> _EXERCISE OBJECTIVE_
Apart from the pictures, every line below is to be set down exactly.

══ DATA PROVIDED

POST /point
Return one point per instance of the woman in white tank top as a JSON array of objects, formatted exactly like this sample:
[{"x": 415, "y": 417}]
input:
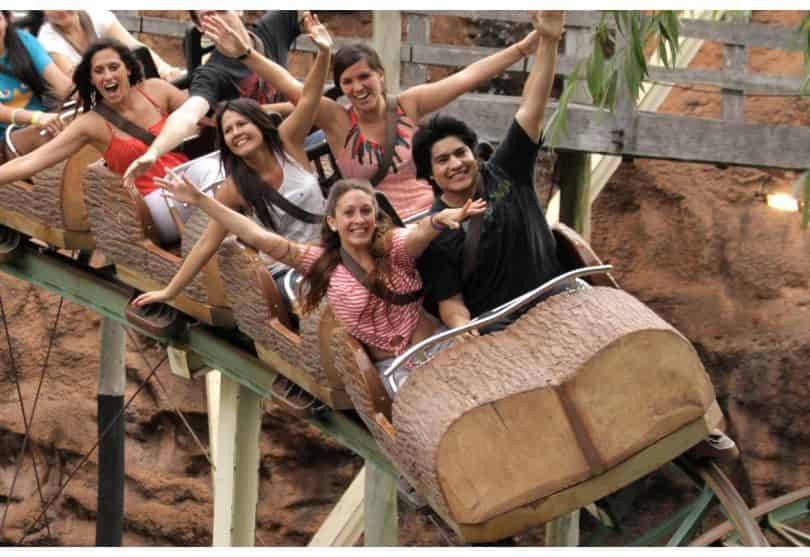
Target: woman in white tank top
[{"x": 263, "y": 160}]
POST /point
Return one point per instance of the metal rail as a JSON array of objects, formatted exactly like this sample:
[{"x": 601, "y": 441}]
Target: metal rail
[{"x": 491, "y": 316}]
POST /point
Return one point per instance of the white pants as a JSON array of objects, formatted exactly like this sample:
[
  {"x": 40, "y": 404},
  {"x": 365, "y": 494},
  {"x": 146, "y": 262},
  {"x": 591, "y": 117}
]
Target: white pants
[{"x": 206, "y": 173}]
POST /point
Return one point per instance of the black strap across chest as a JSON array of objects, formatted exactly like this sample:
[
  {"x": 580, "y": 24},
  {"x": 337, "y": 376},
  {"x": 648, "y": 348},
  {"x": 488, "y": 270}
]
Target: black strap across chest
[
  {"x": 391, "y": 118},
  {"x": 289, "y": 207},
  {"x": 377, "y": 288},
  {"x": 123, "y": 124},
  {"x": 472, "y": 239}
]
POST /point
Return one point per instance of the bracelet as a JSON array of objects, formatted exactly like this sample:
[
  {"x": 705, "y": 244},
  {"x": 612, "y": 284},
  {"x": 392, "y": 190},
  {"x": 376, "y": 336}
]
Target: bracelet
[
  {"x": 436, "y": 227},
  {"x": 523, "y": 52},
  {"x": 14, "y": 116}
]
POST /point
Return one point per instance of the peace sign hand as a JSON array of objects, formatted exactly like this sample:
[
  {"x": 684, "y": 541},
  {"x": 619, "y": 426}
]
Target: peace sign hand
[
  {"x": 227, "y": 41},
  {"x": 452, "y": 218},
  {"x": 179, "y": 189}
]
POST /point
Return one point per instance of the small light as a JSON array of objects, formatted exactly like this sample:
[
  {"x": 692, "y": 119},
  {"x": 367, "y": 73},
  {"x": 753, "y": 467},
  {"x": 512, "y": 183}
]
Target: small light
[{"x": 783, "y": 202}]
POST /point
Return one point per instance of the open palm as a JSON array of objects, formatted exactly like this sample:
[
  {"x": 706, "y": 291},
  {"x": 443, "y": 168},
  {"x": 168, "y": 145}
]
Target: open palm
[{"x": 317, "y": 31}]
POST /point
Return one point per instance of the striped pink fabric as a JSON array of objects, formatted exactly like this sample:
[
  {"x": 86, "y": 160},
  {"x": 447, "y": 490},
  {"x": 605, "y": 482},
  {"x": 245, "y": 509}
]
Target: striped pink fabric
[
  {"x": 360, "y": 159},
  {"x": 365, "y": 316}
]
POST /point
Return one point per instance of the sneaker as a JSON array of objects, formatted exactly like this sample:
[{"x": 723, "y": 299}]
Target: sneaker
[{"x": 717, "y": 445}]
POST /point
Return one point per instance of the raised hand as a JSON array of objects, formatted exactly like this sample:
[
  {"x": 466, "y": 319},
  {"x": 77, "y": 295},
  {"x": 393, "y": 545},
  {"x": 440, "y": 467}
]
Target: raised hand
[
  {"x": 139, "y": 166},
  {"x": 224, "y": 37},
  {"x": 549, "y": 23},
  {"x": 179, "y": 188},
  {"x": 452, "y": 218},
  {"x": 317, "y": 32},
  {"x": 51, "y": 123}
]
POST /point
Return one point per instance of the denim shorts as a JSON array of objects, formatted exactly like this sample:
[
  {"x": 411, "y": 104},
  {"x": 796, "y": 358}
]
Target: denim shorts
[{"x": 419, "y": 359}]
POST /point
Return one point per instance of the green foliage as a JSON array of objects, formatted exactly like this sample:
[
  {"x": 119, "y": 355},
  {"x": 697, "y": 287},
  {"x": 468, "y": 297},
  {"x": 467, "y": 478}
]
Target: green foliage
[
  {"x": 618, "y": 51},
  {"x": 804, "y": 32}
]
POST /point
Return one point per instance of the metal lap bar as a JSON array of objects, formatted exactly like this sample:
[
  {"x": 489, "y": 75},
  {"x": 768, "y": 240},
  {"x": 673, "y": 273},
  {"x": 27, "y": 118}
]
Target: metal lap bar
[{"x": 491, "y": 316}]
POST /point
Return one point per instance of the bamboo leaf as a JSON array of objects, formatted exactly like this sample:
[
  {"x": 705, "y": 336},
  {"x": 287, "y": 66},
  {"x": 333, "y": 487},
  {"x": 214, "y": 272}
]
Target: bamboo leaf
[{"x": 596, "y": 71}]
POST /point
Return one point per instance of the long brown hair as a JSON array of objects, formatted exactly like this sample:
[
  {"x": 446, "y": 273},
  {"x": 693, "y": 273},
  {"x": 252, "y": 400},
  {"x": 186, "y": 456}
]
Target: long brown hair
[{"x": 320, "y": 273}]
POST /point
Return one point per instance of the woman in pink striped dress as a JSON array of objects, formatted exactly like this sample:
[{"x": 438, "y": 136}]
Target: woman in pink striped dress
[{"x": 386, "y": 316}]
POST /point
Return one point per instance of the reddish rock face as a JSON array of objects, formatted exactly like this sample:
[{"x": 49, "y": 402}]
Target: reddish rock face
[{"x": 694, "y": 242}]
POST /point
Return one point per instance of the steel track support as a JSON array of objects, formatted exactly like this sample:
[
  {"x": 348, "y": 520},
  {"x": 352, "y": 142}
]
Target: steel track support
[
  {"x": 380, "y": 506},
  {"x": 563, "y": 531},
  {"x": 111, "y": 385},
  {"x": 236, "y": 473}
]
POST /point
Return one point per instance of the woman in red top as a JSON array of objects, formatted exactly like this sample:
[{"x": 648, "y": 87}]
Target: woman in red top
[{"x": 110, "y": 73}]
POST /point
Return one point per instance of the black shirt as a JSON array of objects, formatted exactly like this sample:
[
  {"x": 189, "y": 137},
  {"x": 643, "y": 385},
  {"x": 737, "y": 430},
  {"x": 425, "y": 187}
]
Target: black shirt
[
  {"x": 223, "y": 78},
  {"x": 516, "y": 252}
]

════

> _ANSWER BELOW_
POST /point
Return one point per instance of the woman in white tank top as a JSON array of objects, formatted exactly like this sample:
[{"x": 415, "y": 417}]
input:
Target: woman in white tank top
[{"x": 263, "y": 160}]
POST /point
Return one point per instance of the metal rail as a JSON array of objects, formatted exactly like this sample:
[{"x": 601, "y": 441}]
Target: metal rail
[{"x": 491, "y": 316}]
POST /point
Return one point per instance of the white pants as a JSON array of objects, formatted exactly like this sample:
[
  {"x": 40, "y": 404},
  {"x": 365, "y": 494},
  {"x": 146, "y": 262},
  {"x": 591, "y": 117}
]
Target: white pants
[{"x": 206, "y": 173}]
POST /point
Return one point per instance of the black strap across chest as a JSON array of objects, formatted exactly like this sample:
[
  {"x": 580, "y": 24},
  {"x": 337, "y": 376},
  {"x": 648, "y": 348},
  {"x": 488, "y": 270}
]
Target: black strap across chest
[
  {"x": 391, "y": 118},
  {"x": 289, "y": 207},
  {"x": 377, "y": 288},
  {"x": 123, "y": 124},
  {"x": 472, "y": 239}
]
POST /point
Return one point per instance of the bracelet as a JSON array of objects, formatted exactly like this sample:
[
  {"x": 705, "y": 244},
  {"x": 612, "y": 284},
  {"x": 392, "y": 190},
  {"x": 376, "y": 336}
]
Target: bracelet
[
  {"x": 436, "y": 227},
  {"x": 523, "y": 52},
  {"x": 14, "y": 116}
]
POST /point
Return one point per instance of the peace sign hand as a JSON array of objects, formatted exactly like this sample:
[
  {"x": 684, "y": 541},
  {"x": 619, "y": 426}
]
Target: peace sign hand
[
  {"x": 227, "y": 41},
  {"x": 452, "y": 218},
  {"x": 179, "y": 189}
]
POST /point
Return one point per instance of the small light as a JSON array of objects, formatted exactly like this sample:
[
  {"x": 692, "y": 119},
  {"x": 367, "y": 73},
  {"x": 753, "y": 467},
  {"x": 512, "y": 183}
]
Target: small light
[{"x": 783, "y": 202}]
POST /point
Return one point per instance of the open palm as a JSON array of objects, formatted exactly like this sample:
[
  {"x": 706, "y": 291},
  {"x": 443, "y": 168},
  {"x": 168, "y": 145}
]
Target: open palm
[{"x": 317, "y": 31}]
POST /point
Return one point per instance of the striped pink fabric as a JSON array of objects, formatted exactly like this sample:
[
  {"x": 86, "y": 160},
  {"x": 447, "y": 490},
  {"x": 605, "y": 482},
  {"x": 245, "y": 509}
]
Target: striped pink fabric
[
  {"x": 360, "y": 159},
  {"x": 365, "y": 316}
]
POST /point
Return one point per instance of the sneaker as a JSON array of objects, formatted exactly like this sample:
[{"x": 723, "y": 299}]
Target: sneaker
[{"x": 717, "y": 445}]
POST /point
Return one point per instance of the raised hand as a JSON array of objects, formatted exactly like this sample:
[
  {"x": 466, "y": 319},
  {"x": 77, "y": 295},
  {"x": 393, "y": 545},
  {"x": 440, "y": 467}
]
Target: raised hand
[
  {"x": 139, "y": 166},
  {"x": 224, "y": 37},
  {"x": 549, "y": 23},
  {"x": 179, "y": 188},
  {"x": 452, "y": 218},
  {"x": 317, "y": 32},
  {"x": 51, "y": 123}
]
POST /point
Return one point per instance of the denim shorts as a JSON array of objects, formatted exactly like this sample:
[
  {"x": 411, "y": 104},
  {"x": 796, "y": 358}
]
Target: denim shorts
[{"x": 419, "y": 359}]
POST /point
Return one point per instance of the green foliage as a JSON array of objects, formatted exactly like this sample:
[
  {"x": 119, "y": 355},
  {"x": 697, "y": 287},
  {"x": 468, "y": 297},
  {"x": 467, "y": 478}
]
Target: green foliage
[
  {"x": 618, "y": 51},
  {"x": 804, "y": 32}
]
POST /point
Return one point per instance of the metal lap bar as a JSON array of objects, formatted exactly like this sample:
[
  {"x": 489, "y": 75},
  {"x": 768, "y": 240},
  {"x": 673, "y": 273},
  {"x": 27, "y": 118}
]
Target: metal lap bar
[{"x": 491, "y": 316}]
POST /point
Return one point per instance of the bamboo leaf as a JSON array of objects, formatted exactly like this sample:
[
  {"x": 705, "y": 336},
  {"x": 287, "y": 66},
  {"x": 333, "y": 487},
  {"x": 214, "y": 272}
]
Target: bamboo leaf
[{"x": 596, "y": 71}]
POST /point
Return one point per instance of the long brown hair as a JSON array of objects, formatted exactly like this sample:
[
  {"x": 446, "y": 273},
  {"x": 693, "y": 273},
  {"x": 252, "y": 400},
  {"x": 186, "y": 456}
]
Target: long brown hair
[{"x": 320, "y": 273}]
POST /point
Return one point per instance of the woman in pink striped dress as a JSON array of objects, formatted exactly like this sample:
[{"x": 438, "y": 136}]
Target: woman in pink striped dress
[{"x": 386, "y": 316}]
POST /point
Return one point per instance of the reddish rock face as a JSON array of objects, formatted exactly like this sample:
[{"x": 49, "y": 402}]
Target: reddish rock face
[{"x": 694, "y": 242}]
POST /point
Return one point per instance of the steel track support as a JSON array of objects, formatted exactly like this sample:
[
  {"x": 348, "y": 520},
  {"x": 352, "y": 142}
]
Target: steel track support
[
  {"x": 380, "y": 506},
  {"x": 563, "y": 531},
  {"x": 111, "y": 385},
  {"x": 236, "y": 473}
]
POST /point
Return one point per instance of the woman in red top as a JSON array of objects, formatted exactly like this sample:
[{"x": 648, "y": 87}]
Target: woman in red top
[{"x": 110, "y": 73}]
POST /point
Return one point per instance of the black shirt as a JSON array of objects, formatted exactly like this sample:
[
  {"x": 189, "y": 137},
  {"x": 643, "y": 385},
  {"x": 737, "y": 430},
  {"x": 425, "y": 187}
]
Target: black shirt
[
  {"x": 223, "y": 78},
  {"x": 516, "y": 252}
]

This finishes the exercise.